What the task asks:
In the article on Rangitoto, when did the volcano last erupt, and in how many phases?

Cutting an imposing feature on Auckland’s eastern horizon, the 260-metre-high Rangitoto remains something of an outlier in size within the local volcanic field and its 200,000-year eruptive history. Photo / NZ Herald
Scientists have gleaned fresh insights into Auckland’s youngest, largest volcano, with a discovery adding a “new dimension” to the city’s hazard-scape.
In a just-published study, University of Auckland and GNS Science researchers have used cutting-edge 3D modelling to reveal how a major fault may act as a channelfor Rangitoto’s magma to flow upward for part of its ascent but escape it at the near-surface.
The team say their findings raise a need to better understand how local fault systems interact with the many volcanoes lying beneath the region.
Cutting an imposing feature on Auckland’s eastern horizon, the 260-metre-high Rangitoto remains something of an outlier in size within the local volcanic field and its 200,000-year eruptive history.
Of 53 volcanic centres, it’s been the only one known to be active in recent geological times, last erupting in two phases around 600 years ago.
After successive studies, scientists have come to question whether Rangitoto is the new style of the Auckland Volcanic Field or merely an anomaly.
While the new research didn’t solve these long-standing questions, it did tell us more about the ways magma within its system – and perhaps from other local volcanoes - could travel to the surface in future eruptions.

Provided information:

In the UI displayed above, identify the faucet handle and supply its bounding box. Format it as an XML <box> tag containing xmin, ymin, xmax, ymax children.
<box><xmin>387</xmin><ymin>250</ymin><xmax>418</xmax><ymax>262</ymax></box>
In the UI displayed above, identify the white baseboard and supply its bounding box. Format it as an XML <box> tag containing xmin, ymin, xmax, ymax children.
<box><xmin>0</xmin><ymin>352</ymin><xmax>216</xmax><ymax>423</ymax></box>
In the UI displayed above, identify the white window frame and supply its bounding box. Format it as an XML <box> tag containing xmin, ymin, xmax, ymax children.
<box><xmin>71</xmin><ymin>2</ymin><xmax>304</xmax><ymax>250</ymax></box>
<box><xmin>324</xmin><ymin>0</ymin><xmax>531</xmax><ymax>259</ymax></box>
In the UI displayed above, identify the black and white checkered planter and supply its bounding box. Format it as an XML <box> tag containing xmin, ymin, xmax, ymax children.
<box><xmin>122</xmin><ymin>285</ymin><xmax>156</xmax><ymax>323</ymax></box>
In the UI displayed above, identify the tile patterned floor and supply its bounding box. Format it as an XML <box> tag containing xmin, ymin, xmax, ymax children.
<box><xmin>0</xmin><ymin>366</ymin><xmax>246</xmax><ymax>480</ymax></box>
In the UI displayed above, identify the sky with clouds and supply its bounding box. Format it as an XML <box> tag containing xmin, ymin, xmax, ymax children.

Finished exercise:
Rangitoto last erupted around 600 years ago, in two phases.